* **TASK INPUTS**:
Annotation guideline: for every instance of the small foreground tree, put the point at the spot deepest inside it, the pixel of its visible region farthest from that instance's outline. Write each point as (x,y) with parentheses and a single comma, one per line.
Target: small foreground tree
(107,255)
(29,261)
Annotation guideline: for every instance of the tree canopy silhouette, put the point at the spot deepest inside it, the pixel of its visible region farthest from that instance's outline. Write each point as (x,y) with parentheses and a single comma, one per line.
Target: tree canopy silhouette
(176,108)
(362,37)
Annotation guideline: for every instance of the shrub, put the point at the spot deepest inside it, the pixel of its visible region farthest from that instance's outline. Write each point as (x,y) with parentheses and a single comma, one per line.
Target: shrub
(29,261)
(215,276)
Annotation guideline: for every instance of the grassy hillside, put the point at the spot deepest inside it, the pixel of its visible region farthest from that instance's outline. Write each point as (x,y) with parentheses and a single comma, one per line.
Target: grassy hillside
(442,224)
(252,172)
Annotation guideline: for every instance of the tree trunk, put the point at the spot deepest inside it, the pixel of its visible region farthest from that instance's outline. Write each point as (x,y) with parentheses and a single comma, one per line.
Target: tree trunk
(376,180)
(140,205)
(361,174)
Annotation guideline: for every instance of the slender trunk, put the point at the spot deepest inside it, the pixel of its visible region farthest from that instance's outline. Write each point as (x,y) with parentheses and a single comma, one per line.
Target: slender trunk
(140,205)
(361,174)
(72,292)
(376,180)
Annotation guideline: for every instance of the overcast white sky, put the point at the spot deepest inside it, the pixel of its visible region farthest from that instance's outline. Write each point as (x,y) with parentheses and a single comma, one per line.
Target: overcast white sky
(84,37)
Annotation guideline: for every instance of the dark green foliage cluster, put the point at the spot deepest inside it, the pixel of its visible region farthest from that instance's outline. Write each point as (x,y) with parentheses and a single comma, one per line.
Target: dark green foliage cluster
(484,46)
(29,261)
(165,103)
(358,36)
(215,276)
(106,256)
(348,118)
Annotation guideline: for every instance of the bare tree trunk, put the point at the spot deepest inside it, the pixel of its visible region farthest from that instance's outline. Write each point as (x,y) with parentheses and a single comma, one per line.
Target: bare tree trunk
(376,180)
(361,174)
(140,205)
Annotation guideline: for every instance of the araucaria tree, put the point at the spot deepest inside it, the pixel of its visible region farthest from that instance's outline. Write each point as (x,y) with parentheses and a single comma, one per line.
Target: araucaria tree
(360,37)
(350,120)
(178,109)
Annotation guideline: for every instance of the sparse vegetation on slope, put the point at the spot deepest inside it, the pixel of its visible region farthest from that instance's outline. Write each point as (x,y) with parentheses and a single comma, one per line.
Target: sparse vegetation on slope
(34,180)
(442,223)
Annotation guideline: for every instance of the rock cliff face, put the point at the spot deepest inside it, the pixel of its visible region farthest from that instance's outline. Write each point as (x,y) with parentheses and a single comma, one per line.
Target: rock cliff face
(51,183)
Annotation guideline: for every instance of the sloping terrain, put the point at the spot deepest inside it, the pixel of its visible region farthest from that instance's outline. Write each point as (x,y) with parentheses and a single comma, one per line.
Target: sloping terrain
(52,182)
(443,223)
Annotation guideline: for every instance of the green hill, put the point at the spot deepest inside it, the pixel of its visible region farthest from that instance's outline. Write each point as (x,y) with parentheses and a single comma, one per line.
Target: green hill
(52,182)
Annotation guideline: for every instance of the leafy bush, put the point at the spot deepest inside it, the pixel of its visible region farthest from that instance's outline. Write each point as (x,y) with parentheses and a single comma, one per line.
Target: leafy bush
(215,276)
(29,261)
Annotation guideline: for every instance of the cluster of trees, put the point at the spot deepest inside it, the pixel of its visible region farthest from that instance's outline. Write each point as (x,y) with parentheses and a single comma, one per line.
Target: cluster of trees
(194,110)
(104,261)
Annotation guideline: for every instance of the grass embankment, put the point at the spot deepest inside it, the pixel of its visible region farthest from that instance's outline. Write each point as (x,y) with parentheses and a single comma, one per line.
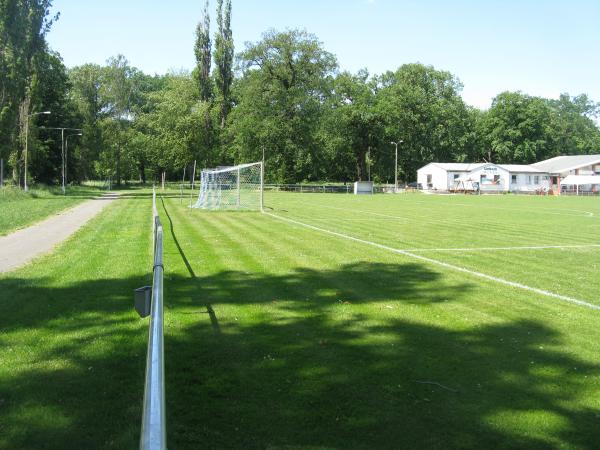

* **THE EXERCISE**: Locate every line in the listing above that contains the word "silhouette", and copy each of those lines.

* **FULL RESPONSE**:
Annotation guideline: for every instance of the tree canopy silhouette, put the point at the spot deepest inside it, the pixel of its visible region farthest from that instance's outline. Write each point as (x,y) with parentheses and a single comma, one per line.
Target: tree canopy silhouette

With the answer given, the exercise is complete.